▶ Exercise description: Pick out and copy every line of the data below that contains the word "worker". Case counts.

▶ Records for the exercise:
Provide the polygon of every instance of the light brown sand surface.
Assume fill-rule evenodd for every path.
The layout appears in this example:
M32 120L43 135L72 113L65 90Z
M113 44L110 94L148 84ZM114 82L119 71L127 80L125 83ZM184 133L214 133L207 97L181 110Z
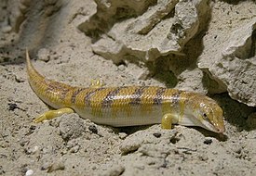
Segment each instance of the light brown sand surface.
M20 2L0 2L0 175L256 175L256 100L249 98L256 91L256 70L252 69L256 65L255 1L208 1L210 15L204 30L182 41L185 44L181 53L191 57L169 60L168 67L166 58L172 54L158 53L159 59L154 59L159 61L155 64L140 57L136 58L140 61L133 62L132 35L124 39L120 34L119 42L124 48L133 50L115 50L119 52L116 54L101 50L100 40L86 35L85 28L78 28L97 12L92 0ZM106 21L114 29L121 20ZM126 20L122 22L127 25ZM118 37L113 34L116 31L108 31L102 33ZM217 59L224 67L226 62L219 51L226 46L248 48L240 46L238 40L236 47L235 42L226 44L231 31L252 33L250 49L243 50L250 51L249 56L239 62L233 59L237 64L235 69L242 68L237 75L246 75L243 82L247 83L232 82L237 76L228 68L236 64L233 60L229 60L227 69L216 69L210 62ZM40 73L71 85L88 86L92 79L100 79L105 86L159 85L211 93L223 108L226 132L219 135L178 125L164 131L159 124L112 128L74 113L34 124L33 119L48 107L29 86L26 47ZM145 48L138 46L136 52L143 56ZM131 57L114 64L110 58L116 61L118 55L126 56L124 52ZM236 56L237 50L235 53ZM201 65L197 67L198 62ZM249 65L245 67L245 63ZM152 74L152 70L155 72ZM202 82L206 78L207 83ZM250 93L253 89L254 94Z

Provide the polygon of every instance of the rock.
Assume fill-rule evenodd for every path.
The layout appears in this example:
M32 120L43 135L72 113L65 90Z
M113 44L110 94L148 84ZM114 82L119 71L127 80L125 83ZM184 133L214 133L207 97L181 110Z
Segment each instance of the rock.
M101 176L118 176L122 175L122 173L125 171L126 168L122 165L117 165L111 167L107 170L103 172L100 172L99 175Z
M77 138L85 132L84 121L75 113L64 114L60 122L60 131L64 140Z
M200 69L209 68L223 92L250 107L256 107L255 30L256 18L230 32L214 58L204 57L198 63Z
M160 56L182 55L185 44L200 31L200 25L209 17L209 5L202 0L165 0L151 6L143 1L128 3L130 1L127 0L118 3L120 1L113 0L108 6L104 2L97 1L98 11L78 28L86 33L92 32L92 30L95 31L96 29L104 31L102 26L96 24L107 21L107 26L112 26L116 22L112 18L115 11L128 4L126 10L133 11L136 17L131 19L130 13L129 16L123 14L127 19L115 23L107 35L92 45L95 53L115 63L129 58L128 56L132 56L135 60L154 61ZM142 4L140 10L138 3ZM174 14L173 18L171 14ZM114 21L109 22L109 19Z

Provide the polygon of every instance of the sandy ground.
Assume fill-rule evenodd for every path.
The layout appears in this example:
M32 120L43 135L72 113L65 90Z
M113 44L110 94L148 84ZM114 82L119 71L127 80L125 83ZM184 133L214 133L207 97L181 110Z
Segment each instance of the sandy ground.
M222 27L218 20L235 16L236 2L212 2L211 29ZM4 4L1 18L8 15ZM165 86L155 78L138 80L144 68L116 66L91 51L90 38L77 24L93 6L90 1L65 3L61 10L50 11L47 20L29 14L18 32L1 25L0 175L256 175L256 131L249 125L255 125L255 108L227 94L212 96L225 112L223 135L182 126L164 131L158 124L112 128L76 114L32 122L48 107L27 82L25 47L40 73L72 85L88 86L92 79L101 79L106 86ZM227 8L233 13L223 13L222 19L220 13Z

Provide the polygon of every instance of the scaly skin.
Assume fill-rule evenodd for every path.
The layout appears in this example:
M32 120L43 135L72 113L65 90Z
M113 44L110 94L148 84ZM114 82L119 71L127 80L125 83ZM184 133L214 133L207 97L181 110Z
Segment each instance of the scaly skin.
M45 103L57 110L46 112L35 122L75 111L99 123L135 126L161 123L200 126L215 132L225 131L222 110L208 96L196 93L154 86L74 87L40 75L26 51L29 82Z

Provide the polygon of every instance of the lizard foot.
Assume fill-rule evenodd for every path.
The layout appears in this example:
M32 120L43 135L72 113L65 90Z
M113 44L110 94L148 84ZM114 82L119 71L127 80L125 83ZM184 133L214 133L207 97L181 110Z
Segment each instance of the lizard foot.
M103 85L104 85L103 82L101 82L99 79L91 80L91 83L90 83L91 88L101 88L101 87L103 87Z
M171 114L165 114L161 121L162 129L171 129L172 119L173 116Z

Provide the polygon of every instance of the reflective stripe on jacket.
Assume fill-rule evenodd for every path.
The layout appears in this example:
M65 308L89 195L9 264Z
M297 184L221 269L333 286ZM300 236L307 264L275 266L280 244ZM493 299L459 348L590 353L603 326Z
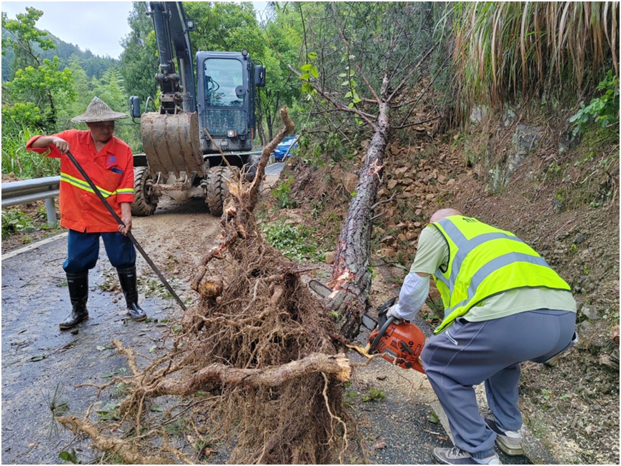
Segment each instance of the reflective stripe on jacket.
M54 136L69 143L69 151L78 163L120 217L121 203L134 202L134 157L129 146L112 136L97 152L90 131L71 129ZM39 137L29 141L26 148L61 159L61 225L80 232L117 231L116 221L69 157L61 156L53 145L32 147Z
M535 250L513 233L476 218L451 216L432 223L449 247L449 265L434 274L444 305L441 332L486 298L521 288L571 290Z

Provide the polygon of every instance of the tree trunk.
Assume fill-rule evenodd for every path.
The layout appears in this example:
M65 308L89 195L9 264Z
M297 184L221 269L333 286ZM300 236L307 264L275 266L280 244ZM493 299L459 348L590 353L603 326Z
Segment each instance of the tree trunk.
M340 333L348 340L358 335L371 288L372 208L375 203L390 129L388 110L387 103L379 103L377 128L367 148L356 195L349 204L339 235L329 284L337 293L326 305L339 314Z

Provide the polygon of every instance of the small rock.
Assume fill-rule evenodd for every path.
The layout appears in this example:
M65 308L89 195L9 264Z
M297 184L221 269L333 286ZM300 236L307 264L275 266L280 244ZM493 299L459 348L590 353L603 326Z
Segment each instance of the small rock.
M582 305L580 313L589 320L599 320L602 318L597 310L585 305Z

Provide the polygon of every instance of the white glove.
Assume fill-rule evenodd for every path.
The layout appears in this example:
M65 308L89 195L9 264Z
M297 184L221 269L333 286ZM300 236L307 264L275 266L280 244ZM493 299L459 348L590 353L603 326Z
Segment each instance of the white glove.
M395 303L392 306L388 308L388 310L386 311L387 317L394 317L397 319L397 323L399 321L403 320L403 318L399 315L399 303Z
M429 278L421 277L417 273L408 273L403 280L399 293L399 308L396 315L400 319L412 320L422 308L429 295Z

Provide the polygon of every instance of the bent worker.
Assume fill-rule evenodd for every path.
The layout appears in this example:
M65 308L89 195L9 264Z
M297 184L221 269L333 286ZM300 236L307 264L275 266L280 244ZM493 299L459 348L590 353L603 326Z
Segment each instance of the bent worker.
M434 276L444 319L421 359L455 442L435 448L434 460L500 464L495 441L507 455L524 453L520 364L547 362L577 340L576 303L570 285L514 234L452 208L429 221L388 313L411 320ZM484 382L491 412L482 416L473 385Z
M114 121L129 115L113 111L95 97L86 111L71 118L86 123L89 131L70 129L51 136L36 136L26 148L61 159L60 224L69 228L66 273L71 313L59 324L61 330L75 327L89 318L89 270L99 255L99 237L116 268L129 316L144 320L138 305L136 250L127 233L131 230L134 201L134 161L129 146L112 136ZM69 157L71 151L124 225L119 225Z

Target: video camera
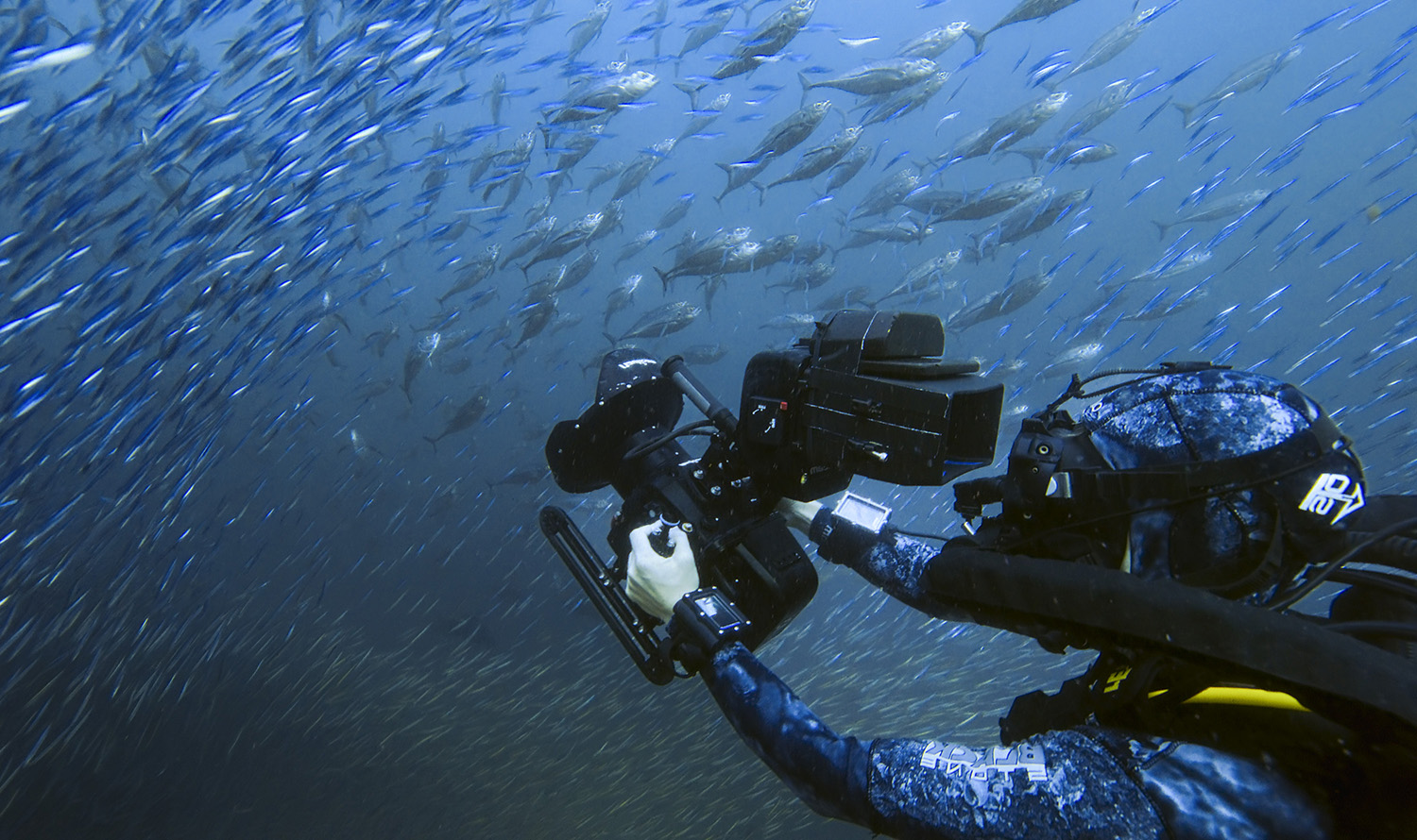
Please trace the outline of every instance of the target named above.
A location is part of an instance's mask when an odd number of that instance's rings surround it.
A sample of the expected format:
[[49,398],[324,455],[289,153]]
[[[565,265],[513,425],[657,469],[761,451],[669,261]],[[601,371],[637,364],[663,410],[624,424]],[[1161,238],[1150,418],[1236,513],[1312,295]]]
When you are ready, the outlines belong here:
[[[557,484],[589,493],[606,484],[622,504],[606,564],[558,507],[541,530],[640,671],[656,684],[682,674],[689,642],[626,595],[629,531],[679,524],[699,578],[731,605],[740,637],[757,647],[816,594],[816,571],[774,513],[784,497],[811,501],[862,475],[894,484],[945,484],[993,460],[1003,387],[973,361],[944,354],[931,314],[842,310],[811,339],[760,353],[743,380],[740,416],[718,402],[680,357],[662,365],[625,347],[601,364],[595,402],[555,425],[546,458]],[[676,426],[687,397],[706,419]],[[706,435],[703,455],[679,443]]]

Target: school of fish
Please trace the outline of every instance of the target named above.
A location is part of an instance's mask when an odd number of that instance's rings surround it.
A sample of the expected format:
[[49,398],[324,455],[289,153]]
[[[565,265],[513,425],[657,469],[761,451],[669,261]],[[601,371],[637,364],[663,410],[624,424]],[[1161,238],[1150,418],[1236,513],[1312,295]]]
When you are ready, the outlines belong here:
[[[0,837],[864,836],[536,530],[605,551],[543,443],[619,343],[734,405],[930,312],[1000,455],[1207,358],[1410,492],[1417,8],[1155,1],[0,4]],[[764,657],[863,738],[990,742],[1083,662],[822,578]]]

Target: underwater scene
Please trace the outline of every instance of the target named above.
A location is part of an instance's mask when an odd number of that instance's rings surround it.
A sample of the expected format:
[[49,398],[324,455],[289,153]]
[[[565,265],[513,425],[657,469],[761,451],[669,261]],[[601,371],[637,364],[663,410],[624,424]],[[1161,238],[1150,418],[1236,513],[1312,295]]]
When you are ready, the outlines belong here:
[[[996,470],[1073,374],[1214,361],[1410,490],[1417,6],[1152,1],[0,3],[0,837],[870,836],[543,537],[609,552],[544,446],[615,347],[737,411],[928,313]],[[840,732],[996,744],[1090,662],[818,574],[758,654]]]

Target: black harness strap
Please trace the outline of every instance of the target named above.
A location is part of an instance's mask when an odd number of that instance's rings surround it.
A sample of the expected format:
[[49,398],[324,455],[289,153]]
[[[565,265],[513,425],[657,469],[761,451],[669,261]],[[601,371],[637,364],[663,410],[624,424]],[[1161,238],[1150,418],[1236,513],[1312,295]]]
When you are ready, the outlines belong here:
[[1287,691],[1353,730],[1417,735],[1417,669],[1294,615],[1172,581],[978,548],[928,567],[934,596],[1006,629],[1061,630],[1074,647],[1155,650]]

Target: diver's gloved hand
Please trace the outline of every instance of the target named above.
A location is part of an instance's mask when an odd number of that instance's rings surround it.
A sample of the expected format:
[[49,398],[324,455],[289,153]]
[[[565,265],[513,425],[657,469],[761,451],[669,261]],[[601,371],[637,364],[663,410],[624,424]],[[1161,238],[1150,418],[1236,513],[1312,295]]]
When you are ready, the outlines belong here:
[[822,503],[784,499],[778,501],[778,513],[786,520],[789,528],[806,534],[812,530],[812,520],[816,518],[816,514],[822,513]]
[[665,527],[656,521],[629,533],[629,575],[625,594],[645,612],[667,622],[674,615],[674,603],[699,588],[699,567],[689,537],[677,526],[669,528],[669,557],[655,551],[649,535]]

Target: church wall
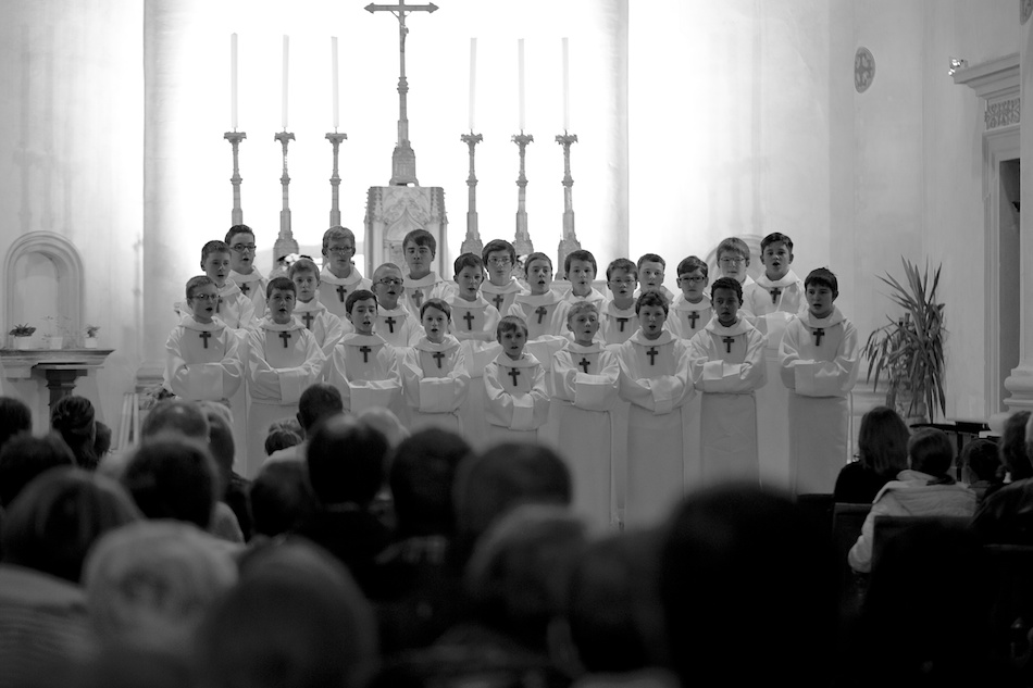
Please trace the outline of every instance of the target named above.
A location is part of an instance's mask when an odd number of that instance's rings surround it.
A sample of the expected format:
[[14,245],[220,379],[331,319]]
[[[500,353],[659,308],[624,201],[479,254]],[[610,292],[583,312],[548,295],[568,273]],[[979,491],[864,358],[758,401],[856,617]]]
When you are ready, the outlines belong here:
[[[133,0],[11,0],[0,22],[0,255],[39,230],[77,248],[82,321],[99,325],[101,347],[115,350],[77,392],[115,431],[140,351],[141,25]],[[30,323],[39,333],[45,315]],[[4,336],[14,325],[7,318],[0,314]],[[47,426],[47,390],[36,378],[0,379],[0,389],[30,404],[37,430]]]

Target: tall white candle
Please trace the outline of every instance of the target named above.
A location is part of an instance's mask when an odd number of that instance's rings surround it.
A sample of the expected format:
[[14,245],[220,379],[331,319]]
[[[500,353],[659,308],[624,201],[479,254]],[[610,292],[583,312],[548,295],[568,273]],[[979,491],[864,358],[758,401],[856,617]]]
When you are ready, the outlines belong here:
[[337,127],[340,126],[340,112],[339,112],[339,97],[337,93],[337,37],[329,37],[329,62],[331,62],[331,80],[334,86],[334,130],[337,130]]
[[516,82],[520,99],[520,132],[524,130],[524,39],[516,39]]
[[287,130],[287,64],[288,64],[288,54],[290,53],[290,38],[284,35],[284,89],[283,89],[283,120],[284,132]]
[[563,37],[563,134],[570,129],[570,53]]
[[476,113],[477,90],[477,39],[470,39],[470,133],[474,129],[474,114]]
[[237,130],[237,35],[229,35],[229,120]]

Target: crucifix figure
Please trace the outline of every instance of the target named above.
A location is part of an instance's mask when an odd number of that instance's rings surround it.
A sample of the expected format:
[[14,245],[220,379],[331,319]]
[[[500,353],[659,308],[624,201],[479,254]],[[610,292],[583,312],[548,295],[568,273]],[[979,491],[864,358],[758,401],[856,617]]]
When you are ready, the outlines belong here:
[[398,18],[398,64],[400,75],[398,77],[398,142],[395,145],[395,153],[391,155],[391,182],[390,186],[407,186],[409,184],[419,184],[416,182],[416,154],[409,143],[409,109],[406,103],[406,95],[409,92],[409,82],[406,79],[406,36],[409,28],[406,26],[406,15],[410,12],[434,12],[437,5],[433,2],[428,4],[406,4],[406,0],[398,0],[397,4],[368,4],[366,12],[390,12]]

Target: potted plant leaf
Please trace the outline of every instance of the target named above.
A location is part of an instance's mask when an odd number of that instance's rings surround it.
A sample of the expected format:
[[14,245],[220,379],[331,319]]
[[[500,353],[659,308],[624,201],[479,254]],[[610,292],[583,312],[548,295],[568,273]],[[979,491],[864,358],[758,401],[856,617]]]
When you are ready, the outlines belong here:
[[868,379],[874,375],[872,390],[878,391],[883,373],[888,385],[886,405],[905,417],[934,421],[937,409],[947,412],[944,392],[944,303],[936,301],[939,271],[930,276],[929,262],[919,271],[907,259],[905,282],[886,273],[879,278],[889,286],[889,300],[904,309],[904,314],[889,321],[868,337],[862,355],[868,359]]

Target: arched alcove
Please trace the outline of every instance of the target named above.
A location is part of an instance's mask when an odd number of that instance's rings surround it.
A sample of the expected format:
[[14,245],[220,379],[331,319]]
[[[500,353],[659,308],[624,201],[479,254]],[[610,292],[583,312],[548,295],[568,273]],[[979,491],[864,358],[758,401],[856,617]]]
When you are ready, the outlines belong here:
[[83,325],[83,260],[65,237],[53,232],[30,232],[20,237],[8,251],[3,282],[4,332],[27,323],[37,328],[37,347],[42,346],[43,336],[58,334],[57,330],[65,330],[61,334],[72,342],[78,340]]

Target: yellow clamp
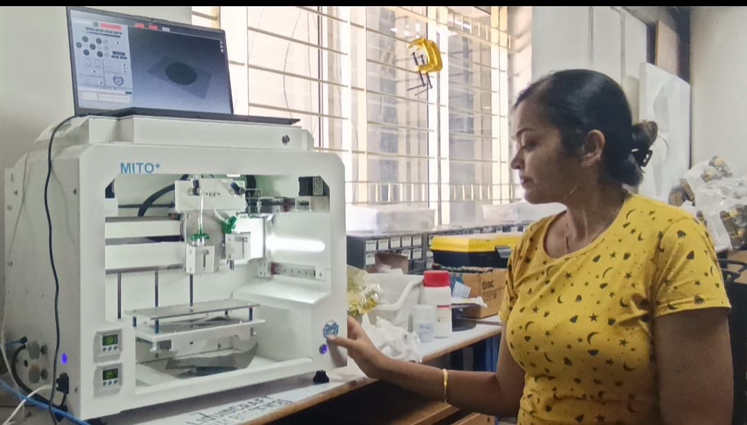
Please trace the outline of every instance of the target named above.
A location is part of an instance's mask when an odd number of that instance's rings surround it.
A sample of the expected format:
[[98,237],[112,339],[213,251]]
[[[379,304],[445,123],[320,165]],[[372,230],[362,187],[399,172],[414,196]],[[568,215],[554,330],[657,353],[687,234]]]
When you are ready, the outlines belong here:
[[418,46],[425,51],[428,62],[423,65],[418,66],[418,70],[424,74],[428,72],[438,72],[444,67],[444,63],[441,60],[441,51],[436,42],[426,38],[418,38],[410,43],[410,47]]

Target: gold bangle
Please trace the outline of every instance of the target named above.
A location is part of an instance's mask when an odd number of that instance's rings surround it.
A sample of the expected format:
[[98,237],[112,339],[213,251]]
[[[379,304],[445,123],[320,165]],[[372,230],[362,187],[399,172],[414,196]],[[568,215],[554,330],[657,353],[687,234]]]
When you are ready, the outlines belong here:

▶ Result for this exercise:
Provide the polygon of every instance of the bent worker.
Segment each instance of the bent worker.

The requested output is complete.